Trecho do texto
· · · · · · ·

Por Paulo Sérgio de Proença (*)
O terrivelmente comunista Flávio Dino contribui para desfazer aspectos negativos projetados sobre comunismo e sobre a esquerda em geral, principalmente por sua fé religiosa, pela leitura da Bíblia e por ter ficha limpa. De seus mais violentos adversários, políticos anticomunistas, não se pode dizer o mesmo.
O governo Lula proporcionou maior exposição a Flávio Dino. Atuando como Ministro da Justiça e da Segurança Pública, assumiu de forma corajosa a defesa do governo, ostensiva e corajosamente empenhando-se no combate aos opositores extremistas de direita. Numa de suas entrevistas, sempre contundentes, disse que a sua missão de vida era combater o bolsonarismo.

· · · · · · ·

Extrato de dados
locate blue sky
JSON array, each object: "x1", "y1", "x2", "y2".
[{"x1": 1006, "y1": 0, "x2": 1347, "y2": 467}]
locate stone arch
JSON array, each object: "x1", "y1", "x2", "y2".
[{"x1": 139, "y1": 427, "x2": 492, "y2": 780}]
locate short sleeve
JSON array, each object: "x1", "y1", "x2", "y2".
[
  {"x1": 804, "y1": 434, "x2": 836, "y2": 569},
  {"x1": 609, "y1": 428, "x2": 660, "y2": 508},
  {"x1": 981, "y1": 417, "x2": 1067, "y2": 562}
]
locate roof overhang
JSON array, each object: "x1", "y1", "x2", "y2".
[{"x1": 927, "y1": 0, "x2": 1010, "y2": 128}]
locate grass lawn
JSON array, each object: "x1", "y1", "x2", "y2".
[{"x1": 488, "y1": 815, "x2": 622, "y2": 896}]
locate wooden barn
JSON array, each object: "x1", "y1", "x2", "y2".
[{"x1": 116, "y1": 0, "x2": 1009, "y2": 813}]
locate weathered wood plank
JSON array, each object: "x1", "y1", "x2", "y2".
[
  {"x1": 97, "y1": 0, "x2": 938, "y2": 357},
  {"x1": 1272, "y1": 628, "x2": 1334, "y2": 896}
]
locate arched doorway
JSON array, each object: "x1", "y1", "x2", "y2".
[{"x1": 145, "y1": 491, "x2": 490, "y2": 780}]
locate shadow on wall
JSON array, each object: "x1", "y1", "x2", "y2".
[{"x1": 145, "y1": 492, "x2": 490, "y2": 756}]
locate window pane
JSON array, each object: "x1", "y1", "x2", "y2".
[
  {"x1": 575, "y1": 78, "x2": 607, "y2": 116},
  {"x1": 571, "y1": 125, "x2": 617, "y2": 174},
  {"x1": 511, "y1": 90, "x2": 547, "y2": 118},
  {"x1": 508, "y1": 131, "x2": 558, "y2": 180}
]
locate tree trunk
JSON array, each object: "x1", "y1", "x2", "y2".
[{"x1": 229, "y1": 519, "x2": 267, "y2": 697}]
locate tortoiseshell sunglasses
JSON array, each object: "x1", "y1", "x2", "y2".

· · · · · · ·

Reproduza na íntegra o trecho sobre Flávio Dino que aparece acima, sem nenhuma alteração.

Resultado da tarefa
Por Paulo Sérgio de Proença (*)
O terrivelmente comunista Flávio Dino contribui para desfazer aspectos negativos projetados sobre comunismo e sobre a esquerda em geral, principalmente por sua fé religiosa, pela leitura da Bíblia e por ter ficha limpa. De seus mais violentos adversários, políticos anticomunistas, não se pode dizer o mesmo.
O governo Lula proporcionou maior exposição a Flávio Dino. Atuando como Ministro da Justiça e da Segurança Pública, assumiu de forma corajosa a defesa do governo, ostensiva e corajosamente empenhando-se no combate aos opositores extremistas de direita. Numa de suas entrevistas, sempre contundentes, disse que a sua missão de vida era combater o bolsonarismo.